ИСХОДНЫЙ ТЕКСТ:
Все еще Америка… Я испытываю настоящее счастье, открывая для себя книги и писателей, которых прежде не знал; с ними я провожу вечера за бокалом вина, мы переделываем мир и говорим о литературе, как будто нам двадцать лет… Их смиренная вежливость и уважение к другим авторам меня трогают, вдохновляют.
Сегодня вечером несколько писателей читали по очереди в битком набитой аудитории. Тексты были хороши, их читали авторы-американцы или канадцы. Но все же у меня осталось ощущение недостаточно сытного ужина: вроде поел, да не наелся.
Разумеется, ни один сведенный к нескольким страницам отрывок из этих романов не был самодостаточным, поскольку отсылал читателя к полному тексту.
Поэтому мне было нетрудно ублажить аудиторию, поднявшись на эстраду с целой новеллой.
Что замечательно в американцах, это fair play. Нисколько не завидуя моему успеху, коллеги-писатели горячо поздравили меня.

(Записи набора данных с точечной разметкой)

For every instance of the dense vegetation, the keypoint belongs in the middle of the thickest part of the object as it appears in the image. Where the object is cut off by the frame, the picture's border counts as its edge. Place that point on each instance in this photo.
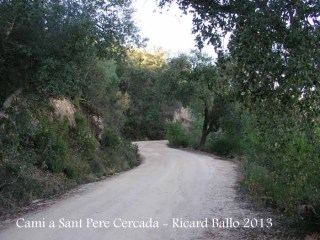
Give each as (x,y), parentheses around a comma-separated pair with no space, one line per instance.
(274,56)
(259,99)
(61,53)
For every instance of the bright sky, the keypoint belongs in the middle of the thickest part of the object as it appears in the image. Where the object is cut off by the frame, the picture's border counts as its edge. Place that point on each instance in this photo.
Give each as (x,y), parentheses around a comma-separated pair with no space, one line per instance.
(166,28)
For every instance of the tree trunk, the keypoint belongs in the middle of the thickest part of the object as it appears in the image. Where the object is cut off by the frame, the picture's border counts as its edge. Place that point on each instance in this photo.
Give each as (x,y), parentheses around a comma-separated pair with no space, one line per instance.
(205,130)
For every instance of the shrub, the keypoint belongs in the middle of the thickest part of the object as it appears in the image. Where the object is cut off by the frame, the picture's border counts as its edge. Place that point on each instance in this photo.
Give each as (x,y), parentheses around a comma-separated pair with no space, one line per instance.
(176,135)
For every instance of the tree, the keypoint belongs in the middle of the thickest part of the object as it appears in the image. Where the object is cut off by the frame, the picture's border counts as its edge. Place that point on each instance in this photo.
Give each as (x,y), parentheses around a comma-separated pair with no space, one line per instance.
(275,45)
(199,84)
(141,80)
(49,45)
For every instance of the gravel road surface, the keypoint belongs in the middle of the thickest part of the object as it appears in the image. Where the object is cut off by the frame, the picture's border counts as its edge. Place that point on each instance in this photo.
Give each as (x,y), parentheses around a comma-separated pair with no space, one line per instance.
(173,194)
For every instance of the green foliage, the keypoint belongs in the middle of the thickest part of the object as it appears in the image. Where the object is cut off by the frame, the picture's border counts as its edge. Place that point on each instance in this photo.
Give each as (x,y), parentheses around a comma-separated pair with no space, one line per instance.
(176,135)
(42,156)
(49,46)
(275,50)
(142,81)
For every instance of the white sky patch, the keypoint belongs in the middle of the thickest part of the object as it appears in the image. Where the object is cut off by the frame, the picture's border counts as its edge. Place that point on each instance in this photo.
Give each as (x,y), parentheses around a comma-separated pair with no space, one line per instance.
(166,28)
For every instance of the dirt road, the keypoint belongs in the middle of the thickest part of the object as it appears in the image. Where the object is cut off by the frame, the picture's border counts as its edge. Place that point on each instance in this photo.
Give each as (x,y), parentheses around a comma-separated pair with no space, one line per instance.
(174,194)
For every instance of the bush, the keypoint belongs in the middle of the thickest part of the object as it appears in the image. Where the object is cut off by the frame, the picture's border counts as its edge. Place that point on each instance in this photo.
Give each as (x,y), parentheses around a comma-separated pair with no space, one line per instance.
(42,156)
(176,135)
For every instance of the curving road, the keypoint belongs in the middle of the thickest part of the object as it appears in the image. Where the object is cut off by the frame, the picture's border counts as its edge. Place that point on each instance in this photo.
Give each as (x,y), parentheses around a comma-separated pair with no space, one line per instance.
(173,194)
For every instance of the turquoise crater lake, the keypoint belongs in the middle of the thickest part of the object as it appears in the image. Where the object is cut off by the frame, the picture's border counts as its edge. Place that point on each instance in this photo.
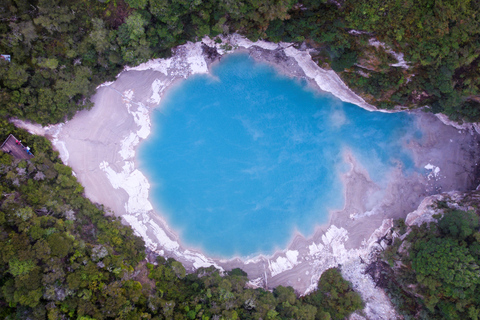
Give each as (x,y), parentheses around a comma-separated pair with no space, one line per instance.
(241,159)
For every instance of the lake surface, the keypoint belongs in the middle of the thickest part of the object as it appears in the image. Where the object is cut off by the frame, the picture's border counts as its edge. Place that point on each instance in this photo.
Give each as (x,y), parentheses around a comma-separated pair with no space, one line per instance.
(241,159)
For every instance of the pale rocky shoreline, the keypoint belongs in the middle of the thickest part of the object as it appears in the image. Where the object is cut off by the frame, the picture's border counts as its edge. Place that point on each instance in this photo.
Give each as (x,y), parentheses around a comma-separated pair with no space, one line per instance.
(100,147)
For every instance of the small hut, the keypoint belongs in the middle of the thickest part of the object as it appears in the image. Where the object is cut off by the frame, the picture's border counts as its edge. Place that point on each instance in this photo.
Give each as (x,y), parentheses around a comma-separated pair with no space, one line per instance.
(6,57)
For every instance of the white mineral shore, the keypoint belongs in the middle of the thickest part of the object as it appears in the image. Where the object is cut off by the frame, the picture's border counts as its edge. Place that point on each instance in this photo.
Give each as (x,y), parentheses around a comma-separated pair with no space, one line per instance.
(100,145)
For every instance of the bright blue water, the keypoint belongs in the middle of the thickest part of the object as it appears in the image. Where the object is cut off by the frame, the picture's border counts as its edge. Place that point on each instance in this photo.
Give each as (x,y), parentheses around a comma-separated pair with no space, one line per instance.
(240,160)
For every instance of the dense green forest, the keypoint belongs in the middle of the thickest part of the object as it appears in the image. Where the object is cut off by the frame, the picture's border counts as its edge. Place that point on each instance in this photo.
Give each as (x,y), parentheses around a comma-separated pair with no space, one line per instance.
(61,49)
(61,257)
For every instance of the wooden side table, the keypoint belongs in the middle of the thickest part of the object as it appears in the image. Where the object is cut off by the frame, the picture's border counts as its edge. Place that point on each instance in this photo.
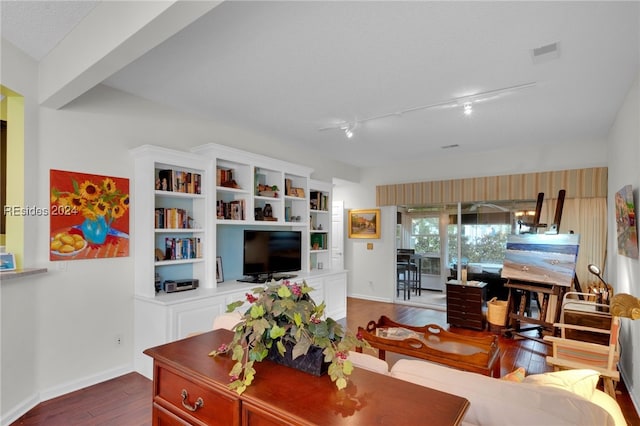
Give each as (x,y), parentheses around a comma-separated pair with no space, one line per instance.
(432,343)
(464,304)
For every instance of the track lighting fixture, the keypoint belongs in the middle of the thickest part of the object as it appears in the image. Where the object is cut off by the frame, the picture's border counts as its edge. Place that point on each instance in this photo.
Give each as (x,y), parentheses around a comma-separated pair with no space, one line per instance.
(348,129)
(466,102)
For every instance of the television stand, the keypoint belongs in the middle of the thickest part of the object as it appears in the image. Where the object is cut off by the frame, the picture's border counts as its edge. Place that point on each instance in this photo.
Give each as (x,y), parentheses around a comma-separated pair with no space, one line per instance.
(284,277)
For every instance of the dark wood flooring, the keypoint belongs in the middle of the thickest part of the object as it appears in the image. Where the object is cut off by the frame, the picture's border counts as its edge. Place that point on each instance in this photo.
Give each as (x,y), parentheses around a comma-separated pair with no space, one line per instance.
(126,400)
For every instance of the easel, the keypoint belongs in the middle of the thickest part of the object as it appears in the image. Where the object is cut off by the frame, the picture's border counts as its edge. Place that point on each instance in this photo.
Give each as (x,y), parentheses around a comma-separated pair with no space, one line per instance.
(518,307)
(520,292)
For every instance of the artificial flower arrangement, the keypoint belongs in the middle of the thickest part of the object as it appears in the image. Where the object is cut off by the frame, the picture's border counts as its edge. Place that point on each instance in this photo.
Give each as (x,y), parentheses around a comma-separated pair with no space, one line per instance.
(283,314)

ЗАДАНИЕ: Перепишите отрывок текста о встречах с американскими писателями между словами «Все еще Америка…» и «к полному тексту.» включительно, заменив «ужина» на «обеда».

ВЫПОЛНЕННОЕ ЗАДАНИЕ:
Все еще Америка… Я испытываю настоящее счастье, открывая для себя книги и писателей, которых прежде не знал; с ними я провожу вечера за бокалом вина, мы переделываем мир и говорим о литературе, как будто нам двадцать лет… Их смиренная вежливость и уважение к другим авторам меня трогают, вдохновляют.
Сегодня вечером несколько писателей читали по очереди в битком набитой аудитории. Тексты были хороши, их читали авторы-американцы или канадцы. Но все же у меня осталось ощущение недостаточно сытного обеда: вроде поел, да не наелся.
Разумеется, ни один сведенный к нескольким страницам отрывок из этих романов не был самодостаточным, поскольку отсылал читателя к полному тексту.